-- Begin Supplied material --

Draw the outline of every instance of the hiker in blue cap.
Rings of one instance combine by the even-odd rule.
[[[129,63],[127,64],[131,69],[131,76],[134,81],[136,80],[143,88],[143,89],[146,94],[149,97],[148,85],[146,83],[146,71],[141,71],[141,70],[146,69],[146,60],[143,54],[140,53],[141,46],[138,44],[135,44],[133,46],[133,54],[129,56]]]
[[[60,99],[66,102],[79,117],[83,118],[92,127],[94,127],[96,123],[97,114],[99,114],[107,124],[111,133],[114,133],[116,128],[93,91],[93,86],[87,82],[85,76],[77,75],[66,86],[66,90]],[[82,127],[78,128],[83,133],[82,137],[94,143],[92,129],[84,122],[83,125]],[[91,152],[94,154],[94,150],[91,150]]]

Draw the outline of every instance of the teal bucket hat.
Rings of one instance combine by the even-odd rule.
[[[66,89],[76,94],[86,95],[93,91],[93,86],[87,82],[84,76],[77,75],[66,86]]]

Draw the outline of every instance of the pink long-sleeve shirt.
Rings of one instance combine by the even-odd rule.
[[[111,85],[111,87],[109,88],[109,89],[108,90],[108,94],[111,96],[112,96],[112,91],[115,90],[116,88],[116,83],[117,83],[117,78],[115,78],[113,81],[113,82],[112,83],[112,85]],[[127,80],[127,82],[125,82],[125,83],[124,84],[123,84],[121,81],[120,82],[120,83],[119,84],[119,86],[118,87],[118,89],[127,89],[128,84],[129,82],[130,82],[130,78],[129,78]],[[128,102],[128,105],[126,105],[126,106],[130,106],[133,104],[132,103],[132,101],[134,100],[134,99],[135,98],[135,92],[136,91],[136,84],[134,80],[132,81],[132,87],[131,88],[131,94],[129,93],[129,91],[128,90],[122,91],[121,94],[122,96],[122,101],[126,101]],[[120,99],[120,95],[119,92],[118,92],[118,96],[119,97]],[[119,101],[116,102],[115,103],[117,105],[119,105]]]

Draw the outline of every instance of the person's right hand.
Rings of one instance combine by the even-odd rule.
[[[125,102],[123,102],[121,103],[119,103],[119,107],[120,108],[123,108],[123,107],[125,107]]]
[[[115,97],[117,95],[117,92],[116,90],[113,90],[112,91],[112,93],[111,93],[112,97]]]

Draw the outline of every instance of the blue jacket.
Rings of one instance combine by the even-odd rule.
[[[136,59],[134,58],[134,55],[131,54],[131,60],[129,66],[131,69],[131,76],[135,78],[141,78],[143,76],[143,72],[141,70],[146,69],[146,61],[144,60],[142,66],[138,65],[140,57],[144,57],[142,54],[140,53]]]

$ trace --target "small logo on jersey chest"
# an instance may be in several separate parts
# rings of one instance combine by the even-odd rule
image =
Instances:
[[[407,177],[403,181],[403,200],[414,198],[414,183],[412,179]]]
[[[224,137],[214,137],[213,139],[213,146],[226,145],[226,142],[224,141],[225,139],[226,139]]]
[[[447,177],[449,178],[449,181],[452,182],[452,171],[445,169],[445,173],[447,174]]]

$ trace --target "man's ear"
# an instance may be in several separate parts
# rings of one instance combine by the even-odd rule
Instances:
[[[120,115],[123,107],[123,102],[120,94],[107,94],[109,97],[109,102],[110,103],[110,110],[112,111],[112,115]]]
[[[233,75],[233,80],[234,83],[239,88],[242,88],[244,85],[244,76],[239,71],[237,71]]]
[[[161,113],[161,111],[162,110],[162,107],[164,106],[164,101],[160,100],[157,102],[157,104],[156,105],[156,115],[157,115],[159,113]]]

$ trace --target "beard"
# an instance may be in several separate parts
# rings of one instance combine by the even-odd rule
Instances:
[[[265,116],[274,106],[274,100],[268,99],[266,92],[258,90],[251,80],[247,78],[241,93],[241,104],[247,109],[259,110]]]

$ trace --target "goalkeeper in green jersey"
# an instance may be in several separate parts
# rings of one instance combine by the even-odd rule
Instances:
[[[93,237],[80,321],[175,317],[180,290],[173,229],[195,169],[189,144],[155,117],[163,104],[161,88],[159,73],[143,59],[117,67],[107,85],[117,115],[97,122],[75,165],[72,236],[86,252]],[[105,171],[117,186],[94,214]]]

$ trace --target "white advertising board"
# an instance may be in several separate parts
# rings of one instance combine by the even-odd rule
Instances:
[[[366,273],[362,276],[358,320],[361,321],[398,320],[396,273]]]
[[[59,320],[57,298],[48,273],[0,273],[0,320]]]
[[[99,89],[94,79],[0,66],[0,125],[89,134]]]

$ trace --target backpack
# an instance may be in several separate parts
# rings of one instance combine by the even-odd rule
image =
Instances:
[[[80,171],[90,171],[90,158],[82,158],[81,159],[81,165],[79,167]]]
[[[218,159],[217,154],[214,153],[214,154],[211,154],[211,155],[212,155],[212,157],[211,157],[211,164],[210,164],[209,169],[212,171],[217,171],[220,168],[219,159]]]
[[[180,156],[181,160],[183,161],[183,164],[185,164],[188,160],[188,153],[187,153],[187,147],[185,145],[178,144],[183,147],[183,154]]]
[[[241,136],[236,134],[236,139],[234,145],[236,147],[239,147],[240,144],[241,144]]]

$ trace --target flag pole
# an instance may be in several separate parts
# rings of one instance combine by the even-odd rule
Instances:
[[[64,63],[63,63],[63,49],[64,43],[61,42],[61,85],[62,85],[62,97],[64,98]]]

-- End Supplied material --

Given instruction: Recast the data above as a Markdown table with the columns "Row" and "Line". Give each non-blank line its own row, numbered in order, and leave out blank lines.

Written solution:
| Row | Line |
|---|---|
| 1 | Draw the outline of every instance of the hiker in blue cap. |
| 2 | Rings of one instance combine by the even-odd rule. |
| 3 | [[[129,63],[127,64],[131,69],[131,76],[134,81],[136,80],[143,88],[143,89],[146,94],[149,97],[148,85],[146,83],[146,71],[141,71],[141,70],[146,69],[146,60],[143,54],[140,53],[141,46],[138,44],[135,44],[133,46],[133,54],[129,56]]] |
| 4 | [[[60,99],[66,102],[79,117],[83,118],[92,127],[94,127],[96,123],[97,114],[99,114],[107,124],[111,133],[114,133],[116,128],[93,91],[93,86],[87,82],[85,76],[77,75],[66,86],[66,90]],[[82,127],[78,128],[83,133],[82,137],[94,143],[92,129],[84,122],[83,125]],[[91,152],[94,154],[94,150],[91,150]]] |
| 5 | Draw the outline of every instance of the teal bucket hat. |
| 6 | Rings of one instance combine by the even-odd rule. |
| 7 | [[[66,89],[76,94],[86,95],[93,91],[93,86],[87,82],[84,76],[77,75],[66,86]]] |
| 8 | Draw the outline of every instance of the pink long-sleeve shirt. |
| 9 | Rings of one instance combine by the even-odd rule. |
| 10 | [[[111,85],[111,87],[109,88],[109,89],[108,90],[108,94],[111,96],[112,96],[112,91],[115,90],[116,88],[116,83],[117,83],[117,78],[115,78],[113,81],[113,82],[112,83],[112,85]],[[127,80],[127,82],[125,82],[125,83],[124,84],[123,84],[121,81],[120,82],[120,83],[119,84],[119,86],[118,87],[118,89],[127,89],[128,84],[129,82],[130,82],[130,78],[129,78]],[[128,102],[128,105],[126,105],[126,106],[130,106],[133,104],[132,103],[132,101],[134,100],[134,99],[135,98],[135,92],[136,91],[136,84],[134,80],[132,81],[132,87],[131,88],[131,94],[129,93],[129,91],[128,90],[122,91],[121,94],[122,96],[122,101],[126,101]],[[120,99],[120,95],[119,92],[118,92],[118,96],[119,97]],[[119,101],[116,102],[115,103],[117,105],[119,105]]] |
| 11 | Draw the outline of every instance of the person's right hand. |
| 12 | Rings of one instance combine by the even-odd rule. |
| 13 | [[[125,102],[123,102],[121,103],[119,103],[119,107],[120,108],[123,108],[123,107],[125,107]]] |
| 14 | [[[115,97],[117,95],[117,92],[116,90],[113,90],[112,91],[112,93],[111,93],[112,97]]] |
| 15 | Draw the outline of every instance of the blue jacket. |
| 16 | Rings of one instance combine by the even-odd rule. |
| 17 | [[[136,59],[134,58],[134,55],[131,54],[131,60],[129,66],[131,69],[131,76],[135,78],[141,78],[143,76],[143,72],[141,70],[146,69],[146,61],[144,60],[142,66],[138,65],[140,57],[144,57],[142,54],[140,53]]] |
| 18 | $ trace --target "small logo on jersey chest" |
| 19 | # an instance may be in several separate parts |
| 20 | # rings of one instance combine by the even-odd rule |
| 21 | image = |
| 22 | Instances: |
| 23 | [[[407,177],[403,181],[403,200],[414,198],[414,183],[412,179]]] |
| 24 | [[[224,137],[214,137],[213,139],[213,146],[226,145],[226,142],[224,141],[225,139],[226,139]]] |
| 25 | [[[447,177],[449,178],[449,181],[452,182],[452,171],[445,169],[445,173],[447,174]]] |
| 26 | $ trace --target "man's ear" |
| 27 | # an instance may be in several separate parts |
| 28 | # rings of one instance combine by the even-odd rule |
| 29 | Instances: |
| 30 | [[[120,115],[123,107],[123,102],[120,94],[107,94],[109,97],[109,102],[110,103],[110,110],[112,111],[112,115]]] |
| 31 | [[[233,75],[233,80],[234,83],[239,88],[242,88],[244,85],[244,76],[239,71],[237,71]]] |
| 32 | [[[161,113],[161,111],[162,110],[162,107],[164,106],[164,101],[160,100],[157,102],[157,104],[156,105],[156,115],[157,115],[159,113]]] |
| 33 | $ trace --target "beard" |
| 34 | # an instance may be in several separate parts |
| 35 | # rings of one instance combine by the even-odd rule |
| 36 | Instances: |
| 37 | [[[265,116],[274,106],[274,100],[268,99],[266,92],[258,90],[251,80],[247,78],[241,93],[241,104],[247,109],[259,110]]] |
| 38 | $ trace --target "goalkeeper in green jersey" |
| 39 | # an instance may be in several separate parts |
| 40 | # rings of one instance combine by the even-odd rule |
| 41 | Instances: |
| 42 | [[[93,237],[80,321],[175,317],[180,290],[173,229],[195,169],[189,144],[155,117],[163,104],[161,88],[159,73],[143,59],[117,67],[107,85],[117,115],[97,122],[75,165],[72,236],[86,252]],[[105,171],[117,186],[94,214]]] |
| 43 | $ trace --target "white advertising board" |
| 44 | # an instance may be in several separate parts |
| 45 | # rings of one instance combine by the even-odd rule |
| 46 | Instances: |
| 47 | [[[366,273],[362,276],[358,320],[361,321],[398,320],[396,273]]] |
| 48 | [[[59,320],[57,298],[48,273],[0,273],[0,320]]] |
| 49 | [[[99,89],[94,79],[0,66],[0,125],[89,134]]] |
| 50 | $ trace --target backpack |
| 51 | # an instance may be in several separate parts |
| 52 | # rings of one instance combine by the even-odd rule |
| 53 | image = |
| 54 | Instances: |
| 55 | [[[80,171],[90,171],[90,158],[82,158],[81,159],[81,165],[79,167]]] |
| 56 | [[[218,159],[217,154],[214,153],[214,154],[211,154],[211,155],[212,155],[212,157],[211,157],[211,164],[210,164],[209,169],[212,171],[217,171],[220,168],[219,159]]] |
| 57 | [[[180,156],[181,160],[183,161],[183,164],[185,164],[188,160],[188,153],[187,153],[187,147],[185,145],[178,144],[183,147],[183,154]]] |
| 58 | [[[241,136],[236,134],[236,139],[234,145],[236,147],[239,147],[240,144],[241,144]]] |
| 59 | $ trace --target flag pole |
| 60 | # an instance may be in several separate parts |
| 61 | # rings of one instance combine by the even-odd rule |
| 62 | Instances: |
| 63 | [[[64,63],[63,63],[63,49],[64,43],[61,42],[61,85],[62,85],[62,97],[64,98]]] |